* **Exercise description**
Convert each line of the records below into a Markdown table with the columns Row and Text. Number the rows and leave out blank lines.
..........
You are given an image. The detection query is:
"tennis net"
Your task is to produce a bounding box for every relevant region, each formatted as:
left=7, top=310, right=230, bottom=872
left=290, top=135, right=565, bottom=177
..........
* **Result of this exercise**
| Row | Text |
|---|---|
| 1 | You are given an image. The detection query is: |
| 2 | "tennis net" |
| 3 | Your task is to produce a bounding box for every relevant region, each formatted as: |
| 4 | left=7, top=310, right=230, bottom=872 |
| 5 | left=290, top=135, right=565, bottom=177 |